INFORMATION GIVEN
-.-.-

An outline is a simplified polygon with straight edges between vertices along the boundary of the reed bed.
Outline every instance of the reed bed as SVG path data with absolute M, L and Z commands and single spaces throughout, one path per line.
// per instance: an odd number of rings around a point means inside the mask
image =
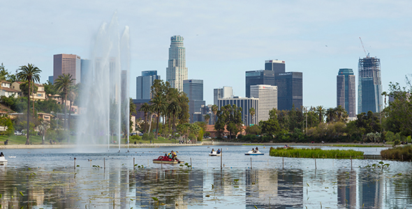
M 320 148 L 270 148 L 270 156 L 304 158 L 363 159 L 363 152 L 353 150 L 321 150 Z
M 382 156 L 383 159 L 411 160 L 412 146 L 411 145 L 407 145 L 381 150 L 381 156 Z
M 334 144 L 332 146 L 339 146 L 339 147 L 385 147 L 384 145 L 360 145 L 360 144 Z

-.-.-

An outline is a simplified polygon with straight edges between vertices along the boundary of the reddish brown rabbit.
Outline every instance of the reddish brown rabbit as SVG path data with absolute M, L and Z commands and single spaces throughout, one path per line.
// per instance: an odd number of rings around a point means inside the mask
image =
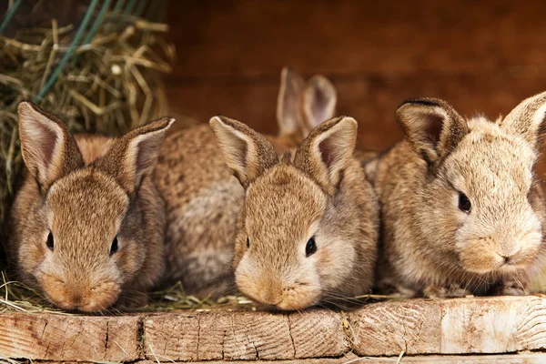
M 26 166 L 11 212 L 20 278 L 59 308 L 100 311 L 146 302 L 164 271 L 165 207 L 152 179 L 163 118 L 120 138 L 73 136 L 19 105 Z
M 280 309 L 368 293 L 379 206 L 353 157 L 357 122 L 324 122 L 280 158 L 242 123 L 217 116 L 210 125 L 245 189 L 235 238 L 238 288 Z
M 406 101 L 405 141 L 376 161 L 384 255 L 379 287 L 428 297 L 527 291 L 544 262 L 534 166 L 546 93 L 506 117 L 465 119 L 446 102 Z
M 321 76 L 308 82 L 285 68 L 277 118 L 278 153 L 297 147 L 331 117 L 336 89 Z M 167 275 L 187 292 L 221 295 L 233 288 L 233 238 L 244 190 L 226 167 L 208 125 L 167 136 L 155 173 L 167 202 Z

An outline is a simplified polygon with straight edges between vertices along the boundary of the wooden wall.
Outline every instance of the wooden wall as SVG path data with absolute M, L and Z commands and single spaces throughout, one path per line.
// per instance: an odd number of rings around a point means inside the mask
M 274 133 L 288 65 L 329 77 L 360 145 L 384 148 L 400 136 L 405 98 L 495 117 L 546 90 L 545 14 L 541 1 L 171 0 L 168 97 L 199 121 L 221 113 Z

-.-.-

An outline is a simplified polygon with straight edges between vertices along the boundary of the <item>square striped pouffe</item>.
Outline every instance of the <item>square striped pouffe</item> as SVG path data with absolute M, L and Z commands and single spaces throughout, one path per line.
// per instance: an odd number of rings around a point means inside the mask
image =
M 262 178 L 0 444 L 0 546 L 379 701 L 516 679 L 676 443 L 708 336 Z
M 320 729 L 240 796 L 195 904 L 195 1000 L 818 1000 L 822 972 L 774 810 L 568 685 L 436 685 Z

-.-.-

STATED GOAL
Substitute "gray rabbit" for "reddish brown rabbit" in the part that opens with the line containing "reddish brown rabbit." and closes with the line containing "Outline every instance of the reddish", and give only those lines with nothing else changed.

RESULT OF THE EXERCISE
An outline is a simplified polygon with straight edges between vertices along the boundary of the gray rabbit.
Outline every instance of the gray rabbit as SVG path data with absolute M, L and Z commands and single spaces throughout, one path per line.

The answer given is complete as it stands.